#### AVAILABLE DATA
— BEGIN —

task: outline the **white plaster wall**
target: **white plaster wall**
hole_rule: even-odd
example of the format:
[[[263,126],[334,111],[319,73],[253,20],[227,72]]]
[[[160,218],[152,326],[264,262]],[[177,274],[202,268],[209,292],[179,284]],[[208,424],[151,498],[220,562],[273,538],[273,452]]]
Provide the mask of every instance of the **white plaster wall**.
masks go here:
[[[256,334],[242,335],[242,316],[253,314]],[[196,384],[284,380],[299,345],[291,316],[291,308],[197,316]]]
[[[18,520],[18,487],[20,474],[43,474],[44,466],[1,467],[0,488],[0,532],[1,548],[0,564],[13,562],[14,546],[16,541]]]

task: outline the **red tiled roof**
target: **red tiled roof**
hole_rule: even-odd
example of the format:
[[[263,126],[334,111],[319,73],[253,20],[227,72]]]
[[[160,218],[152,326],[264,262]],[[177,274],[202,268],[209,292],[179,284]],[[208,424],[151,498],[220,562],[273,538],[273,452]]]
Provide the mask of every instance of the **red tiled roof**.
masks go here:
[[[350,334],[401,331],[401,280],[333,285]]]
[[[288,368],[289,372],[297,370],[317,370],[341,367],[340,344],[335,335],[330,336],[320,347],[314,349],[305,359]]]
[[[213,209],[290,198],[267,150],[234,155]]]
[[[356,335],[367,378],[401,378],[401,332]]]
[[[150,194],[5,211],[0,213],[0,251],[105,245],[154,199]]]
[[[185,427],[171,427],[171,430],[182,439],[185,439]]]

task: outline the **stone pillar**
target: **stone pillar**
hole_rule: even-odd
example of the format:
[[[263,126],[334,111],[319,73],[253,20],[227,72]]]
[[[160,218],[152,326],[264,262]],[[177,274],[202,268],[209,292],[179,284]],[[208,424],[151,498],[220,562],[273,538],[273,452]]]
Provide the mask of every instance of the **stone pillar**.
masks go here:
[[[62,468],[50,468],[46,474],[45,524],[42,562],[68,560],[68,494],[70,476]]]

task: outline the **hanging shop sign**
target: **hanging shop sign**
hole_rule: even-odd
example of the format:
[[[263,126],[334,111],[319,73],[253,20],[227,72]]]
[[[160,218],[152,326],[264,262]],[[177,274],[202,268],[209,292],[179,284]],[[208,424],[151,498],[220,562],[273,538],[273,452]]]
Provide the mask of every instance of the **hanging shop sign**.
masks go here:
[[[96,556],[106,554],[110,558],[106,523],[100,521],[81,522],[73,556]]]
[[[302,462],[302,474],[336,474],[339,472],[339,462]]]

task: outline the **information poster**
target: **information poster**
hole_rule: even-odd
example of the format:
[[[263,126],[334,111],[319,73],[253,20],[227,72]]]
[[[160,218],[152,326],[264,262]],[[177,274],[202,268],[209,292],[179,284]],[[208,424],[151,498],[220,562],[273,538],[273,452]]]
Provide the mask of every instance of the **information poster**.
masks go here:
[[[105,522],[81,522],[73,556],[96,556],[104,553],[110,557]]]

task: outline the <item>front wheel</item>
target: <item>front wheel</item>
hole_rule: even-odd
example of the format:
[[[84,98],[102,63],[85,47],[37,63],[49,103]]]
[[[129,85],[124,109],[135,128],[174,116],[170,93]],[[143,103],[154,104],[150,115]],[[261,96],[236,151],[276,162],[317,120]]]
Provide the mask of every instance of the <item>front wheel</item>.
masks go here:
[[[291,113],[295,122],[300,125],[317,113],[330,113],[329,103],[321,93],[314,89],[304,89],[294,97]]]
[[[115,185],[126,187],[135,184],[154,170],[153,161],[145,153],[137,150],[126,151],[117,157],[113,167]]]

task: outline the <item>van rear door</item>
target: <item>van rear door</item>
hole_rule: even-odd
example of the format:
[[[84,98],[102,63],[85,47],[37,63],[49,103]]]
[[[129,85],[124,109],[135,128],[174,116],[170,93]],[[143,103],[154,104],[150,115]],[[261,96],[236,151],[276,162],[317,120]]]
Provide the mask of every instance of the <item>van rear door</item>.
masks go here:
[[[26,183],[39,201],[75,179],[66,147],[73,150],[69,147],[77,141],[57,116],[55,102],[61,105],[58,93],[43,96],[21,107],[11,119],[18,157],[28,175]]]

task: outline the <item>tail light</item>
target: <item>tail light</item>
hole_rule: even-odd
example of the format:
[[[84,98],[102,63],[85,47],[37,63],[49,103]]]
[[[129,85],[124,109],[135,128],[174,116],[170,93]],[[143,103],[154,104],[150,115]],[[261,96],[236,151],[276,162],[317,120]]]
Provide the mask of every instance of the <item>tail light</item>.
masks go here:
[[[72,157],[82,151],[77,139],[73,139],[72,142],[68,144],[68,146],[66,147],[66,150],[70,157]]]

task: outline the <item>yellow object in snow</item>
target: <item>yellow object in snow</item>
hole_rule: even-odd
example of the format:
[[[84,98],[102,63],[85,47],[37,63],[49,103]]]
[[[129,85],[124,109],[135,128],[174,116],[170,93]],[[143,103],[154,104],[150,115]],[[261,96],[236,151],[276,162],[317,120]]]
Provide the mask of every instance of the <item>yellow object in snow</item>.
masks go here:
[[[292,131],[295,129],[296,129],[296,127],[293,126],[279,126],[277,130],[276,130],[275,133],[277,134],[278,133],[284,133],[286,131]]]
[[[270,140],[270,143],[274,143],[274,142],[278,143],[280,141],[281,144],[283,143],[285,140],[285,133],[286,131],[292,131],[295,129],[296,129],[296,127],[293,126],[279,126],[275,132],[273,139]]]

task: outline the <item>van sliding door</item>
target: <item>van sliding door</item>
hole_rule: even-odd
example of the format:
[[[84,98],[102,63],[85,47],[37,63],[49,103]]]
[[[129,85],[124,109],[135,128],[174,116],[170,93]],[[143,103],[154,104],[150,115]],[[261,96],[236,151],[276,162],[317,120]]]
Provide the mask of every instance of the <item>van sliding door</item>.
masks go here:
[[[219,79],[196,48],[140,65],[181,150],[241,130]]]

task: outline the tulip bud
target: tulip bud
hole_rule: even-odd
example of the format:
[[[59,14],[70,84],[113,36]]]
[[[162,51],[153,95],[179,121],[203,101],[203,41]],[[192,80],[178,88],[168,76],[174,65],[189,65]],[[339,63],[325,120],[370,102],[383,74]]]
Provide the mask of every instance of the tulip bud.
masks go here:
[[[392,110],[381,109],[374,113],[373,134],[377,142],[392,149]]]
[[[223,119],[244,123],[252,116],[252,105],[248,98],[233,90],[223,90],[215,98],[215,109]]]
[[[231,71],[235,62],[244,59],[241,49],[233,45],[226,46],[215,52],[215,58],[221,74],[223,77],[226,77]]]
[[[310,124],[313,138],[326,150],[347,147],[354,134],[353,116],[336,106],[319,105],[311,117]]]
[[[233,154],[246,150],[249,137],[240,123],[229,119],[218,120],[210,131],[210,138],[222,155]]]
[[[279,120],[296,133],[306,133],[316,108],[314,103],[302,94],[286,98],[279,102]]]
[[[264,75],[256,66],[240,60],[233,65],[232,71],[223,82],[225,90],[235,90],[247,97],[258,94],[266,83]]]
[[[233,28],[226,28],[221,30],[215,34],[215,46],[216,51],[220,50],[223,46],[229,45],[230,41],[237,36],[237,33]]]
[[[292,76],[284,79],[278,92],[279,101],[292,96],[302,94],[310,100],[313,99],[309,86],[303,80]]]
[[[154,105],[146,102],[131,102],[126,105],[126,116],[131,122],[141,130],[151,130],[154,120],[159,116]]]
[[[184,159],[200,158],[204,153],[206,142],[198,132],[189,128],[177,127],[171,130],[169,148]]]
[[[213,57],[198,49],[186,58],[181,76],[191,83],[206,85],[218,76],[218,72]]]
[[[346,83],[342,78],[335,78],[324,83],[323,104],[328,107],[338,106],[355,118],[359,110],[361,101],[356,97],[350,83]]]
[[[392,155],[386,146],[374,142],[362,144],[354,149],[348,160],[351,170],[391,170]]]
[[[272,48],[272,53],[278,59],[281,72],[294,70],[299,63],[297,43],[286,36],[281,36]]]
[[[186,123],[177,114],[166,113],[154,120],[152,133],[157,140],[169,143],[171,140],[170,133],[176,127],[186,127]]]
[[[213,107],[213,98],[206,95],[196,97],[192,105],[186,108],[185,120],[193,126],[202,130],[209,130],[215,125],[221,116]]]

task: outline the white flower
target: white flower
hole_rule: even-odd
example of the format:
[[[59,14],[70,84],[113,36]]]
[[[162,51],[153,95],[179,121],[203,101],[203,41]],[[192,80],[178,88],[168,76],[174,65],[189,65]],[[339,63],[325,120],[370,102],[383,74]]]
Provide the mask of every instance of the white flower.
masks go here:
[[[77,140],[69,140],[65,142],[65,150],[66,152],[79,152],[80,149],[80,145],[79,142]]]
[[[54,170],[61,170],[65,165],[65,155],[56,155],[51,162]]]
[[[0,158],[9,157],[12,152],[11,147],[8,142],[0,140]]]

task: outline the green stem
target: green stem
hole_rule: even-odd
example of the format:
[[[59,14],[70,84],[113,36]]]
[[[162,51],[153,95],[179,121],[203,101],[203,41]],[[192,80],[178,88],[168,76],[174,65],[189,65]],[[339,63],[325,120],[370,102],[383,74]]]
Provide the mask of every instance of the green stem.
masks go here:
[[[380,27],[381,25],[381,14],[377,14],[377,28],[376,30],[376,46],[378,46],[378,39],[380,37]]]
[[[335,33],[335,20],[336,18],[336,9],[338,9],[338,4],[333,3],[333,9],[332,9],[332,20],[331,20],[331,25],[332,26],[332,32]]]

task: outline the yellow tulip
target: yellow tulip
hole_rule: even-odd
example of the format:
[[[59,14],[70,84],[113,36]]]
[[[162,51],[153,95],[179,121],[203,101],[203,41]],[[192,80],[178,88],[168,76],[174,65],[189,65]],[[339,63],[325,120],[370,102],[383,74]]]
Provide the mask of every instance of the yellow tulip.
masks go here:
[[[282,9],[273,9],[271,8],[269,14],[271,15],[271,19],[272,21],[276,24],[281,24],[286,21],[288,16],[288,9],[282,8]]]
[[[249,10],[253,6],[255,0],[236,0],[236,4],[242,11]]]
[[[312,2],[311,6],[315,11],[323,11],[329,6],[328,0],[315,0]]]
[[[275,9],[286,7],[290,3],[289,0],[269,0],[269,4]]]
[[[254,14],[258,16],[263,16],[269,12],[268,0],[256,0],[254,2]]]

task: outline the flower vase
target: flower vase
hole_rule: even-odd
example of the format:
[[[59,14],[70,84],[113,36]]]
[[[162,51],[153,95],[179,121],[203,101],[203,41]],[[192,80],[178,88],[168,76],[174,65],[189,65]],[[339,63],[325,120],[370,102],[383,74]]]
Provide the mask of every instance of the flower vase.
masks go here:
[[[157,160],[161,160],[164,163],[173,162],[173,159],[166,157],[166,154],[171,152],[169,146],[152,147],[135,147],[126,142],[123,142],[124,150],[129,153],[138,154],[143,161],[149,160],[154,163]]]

— END —

#### AIM
Can you turn the part of the listing that begins at the line containing "task: outline the <item>van rear door</item>" and ends with the line containing "[[[219,79],[196,48],[140,65],[181,150],[241,130]]]" into a numbered list, with blank lines dropped?

#### FINISHED ANSWER
1. task: outline the <item>van rear door</item>
2. target: <item>van rear door</item>
3. hole_rule: even-odd
4. example of the format:
5. [[[84,98],[102,63],[85,47],[37,63],[49,103]]]
6. [[[129,85],[124,109],[135,128],[174,116],[170,93]],[[143,103],[154,104],[150,115]],[[261,96],[236,151],[276,162],[317,120]]]
7. Provide the mask of every instance of the <item>van rear door</item>.
8. masks go here:
9. [[[26,183],[39,201],[75,179],[66,147],[73,150],[69,147],[77,141],[57,116],[55,102],[61,105],[58,93],[43,96],[21,107],[11,119],[18,157],[28,175]]]
10. task: outline the <item>tail light</item>
11. target: <item>tail light</item>
12. hole_rule: even-odd
13. example of the format:
14. [[[84,98],[102,63],[85,47],[37,63],[49,103]]]
15. [[[129,85],[124,109],[135,128],[174,116],[170,93]],[[143,103],[154,104],[150,115]],[[261,96],[236,151],[276,162],[317,120]]]
16. Provide the mask of every instance of the <item>tail light</item>.
17. masks go here:
18. [[[72,157],[82,151],[77,139],[73,139],[72,142],[68,144],[68,146],[66,147],[66,150],[70,157]]]
19. task: outline the <item>yellow object in snow</item>
20. target: <item>yellow object in snow</item>
21. hole_rule: even-odd
22. example of the format:
23. [[[84,98],[102,63],[85,47],[37,63],[49,103]]]
24. [[[129,85],[124,109],[135,128],[174,116],[170,93]],[[143,103],[154,104],[150,115]],[[261,96],[236,151],[276,162],[317,120]]]
25. Provide the mask of every instance of the <item>yellow object in snow</item>.
26. masks go here:
27. [[[292,131],[295,129],[296,129],[296,127],[293,126],[279,126],[277,130],[276,130],[275,133],[277,134],[278,133],[284,133],[286,131]]]
28. [[[270,140],[270,143],[274,143],[274,142],[278,143],[280,141],[281,144],[283,143],[285,140],[285,133],[286,131],[292,131],[295,129],[296,129],[296,127],[293,126],[279,126],[275,132],[273,139]]]
29. task: outline the <item>van sliding door</item>
30. target: <item>van sliding door</item>
31. hole_rule: even-odd
32. example of the format:
33. [[[84,98],[102,63],[85,47],[37,63],[49,103]]]
34. [[[129,85],[124,109],[135,128],[174,116],[170,93]],[[143,103],[154,104],[150,115]],[[261,96],[236,151],[276,162],[317,120]]]
35. Provide the mask of every instance of the <item>van sliding door</item>.
36. masks go here:
37. [[[219,79],[196,48],[140,65],[181,150],[241,130]]]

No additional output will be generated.